[Dataset items]
━━━━
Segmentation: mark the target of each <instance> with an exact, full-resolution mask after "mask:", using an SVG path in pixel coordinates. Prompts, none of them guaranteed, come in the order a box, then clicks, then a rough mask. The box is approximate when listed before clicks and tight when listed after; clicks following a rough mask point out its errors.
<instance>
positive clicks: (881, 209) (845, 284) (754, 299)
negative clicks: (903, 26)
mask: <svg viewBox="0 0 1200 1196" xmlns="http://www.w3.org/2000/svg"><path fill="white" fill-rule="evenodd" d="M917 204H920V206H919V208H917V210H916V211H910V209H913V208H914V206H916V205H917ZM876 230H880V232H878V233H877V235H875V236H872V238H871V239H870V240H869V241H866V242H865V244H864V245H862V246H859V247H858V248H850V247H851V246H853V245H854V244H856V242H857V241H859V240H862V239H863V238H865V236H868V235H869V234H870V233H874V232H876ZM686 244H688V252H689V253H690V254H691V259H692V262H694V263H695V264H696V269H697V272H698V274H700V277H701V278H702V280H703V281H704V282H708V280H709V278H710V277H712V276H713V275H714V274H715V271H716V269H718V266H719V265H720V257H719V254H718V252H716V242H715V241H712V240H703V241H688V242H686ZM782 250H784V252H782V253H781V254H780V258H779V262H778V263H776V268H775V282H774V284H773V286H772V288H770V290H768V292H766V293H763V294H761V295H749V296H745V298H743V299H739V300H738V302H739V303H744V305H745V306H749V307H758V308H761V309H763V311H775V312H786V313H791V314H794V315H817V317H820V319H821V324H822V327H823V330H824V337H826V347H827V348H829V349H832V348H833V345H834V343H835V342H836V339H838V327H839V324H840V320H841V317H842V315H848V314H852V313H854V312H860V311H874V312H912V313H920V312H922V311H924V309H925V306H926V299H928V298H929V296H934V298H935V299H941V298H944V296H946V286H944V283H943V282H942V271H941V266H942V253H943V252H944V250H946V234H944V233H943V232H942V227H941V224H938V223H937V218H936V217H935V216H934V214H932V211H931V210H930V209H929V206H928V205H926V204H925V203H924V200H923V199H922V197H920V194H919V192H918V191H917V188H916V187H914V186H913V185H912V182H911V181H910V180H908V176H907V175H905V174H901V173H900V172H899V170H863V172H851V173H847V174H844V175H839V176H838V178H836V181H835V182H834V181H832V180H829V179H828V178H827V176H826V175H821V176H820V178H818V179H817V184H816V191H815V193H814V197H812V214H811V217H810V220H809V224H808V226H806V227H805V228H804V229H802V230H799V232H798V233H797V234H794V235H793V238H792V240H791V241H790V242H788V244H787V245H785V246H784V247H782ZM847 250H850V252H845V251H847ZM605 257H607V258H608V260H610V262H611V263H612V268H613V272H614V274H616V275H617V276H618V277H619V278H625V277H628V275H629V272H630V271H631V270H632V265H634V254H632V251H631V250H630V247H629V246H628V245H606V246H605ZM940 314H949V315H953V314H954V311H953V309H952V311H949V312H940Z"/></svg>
━━━━
> _What you are asked to do_
Rewrite the dataset items with "negative clicks" changed to "negative points" throughout, leaving everything else as it is.

> _Reply to the task_
Segmentation: mark the target of each <instance> with an exact, full-resolution mask after "mask:", using an SVG path in pixel coordinates. Prompts, none of them guaranteed, come in the order a box, then clicks, then a rough mask. The box is approximate when listed before clicks and tight when listed after; clicks following a rough mask point out its errors.
<instance>
positive clicks: (881, 209) (845, 284) (754, 299)
negative points: (903, 26)
mask: <svg viewBox="0 0 1200 1196" xmlns="http://www.w3.org/2000/svg"><path fill="white" fill-rule="evenodd" d="M917 204H920V206H919V208H917V210H916V211H910V209H913V208H914V206H916V205H917ZM876 230H880V232H878V233H877V235H875V236H872V238H871V239H870V240H869V241H866V242H865V244H864V245H862V246H859V247H858V248H850V247H851V246H853V245H854V244H856V242H857V241H859V240H862V239H863V238H865V236H868V235H869V234H870V233H874V232H876ZM686 244H688V252H689V253H690V254H691V259H692V262H694V263H695V264H696V269H697V272H698V274H700V277H701V278H702V280H703V281H704V282H708V280H709V278H710V277H712V276H713V275H714V274H715V271H716V269H718V266H719V265H720V257H719V254H718V252H716V242H715V241H712V240H703V241H688V242H686ZM782 250H784V252H782V253H781V254H780V258H779V262H778V263H776V268H775V282H774V284H773V286H772V288H770V290H768V292H766V293H763V294H761V295H749V296H745V298H743V299H739V300H738V302H739V303H744V305H745V306H749V307H758V308H761V309H763V311H775V312H786V313H791V314H794V315H817V317H820V319H821V324H822V327H823V330H824V337H826V347H827V348H829V349H832V348H833V345H834V343H835V342H836V339H838V327H839V324H840V320H841V317H842V315H848V314H852V313H854V312H860V311H874V312H912V313H920V312H922V311H924V309H925V306H926V299H928V298H929V296H934V298H935V299H941V298H944V296H946V286H944V283H943V282H942V271H941V266H942V253H943V252H944V250H946V234H944V233H943V232H942V227H941V224H938V223H937V218H936V217H935V216H934V214H932V211H931V210H930V209H929V206H928V205H926V204H925V203H924V200H923V199H922V197H920V194H919V192H918V191H917V188H916V187H914V186H913V185H912V182H911V181H910V180H908V176H907V175H905V174H901V173H900V172H899V170H863V172H851V173H847V174H844V175H839V176H838V178H836V181H835V182H834V181H832V180H829V179H828V178H827V176H826V175H821V176H820V178H818V179H817V184H816V191H815V193H814V197H812V214H811V217H810V220H809V224H808V226H806V227H805V228H804V229H802V230H799V232H798V233H797V234H794V235H793V238H792V240H791V241H790V242H788V244H787V245H785V246H784V247H782ZM847 250H850V252H845V251H847ZM605 257H607V258H608V260H610V262H611V263H612V268H613V272H614V274H616V275H617V276H618V277H619V278H625V277H628V275H629V272H630V271H631V270H632V265H634V254H632V251H631V250H630V247H629V246H628V245H606V246H605ZM940 314H949V315H953V314H954V311H953V309H952V311H949V312H940Z"/></svg>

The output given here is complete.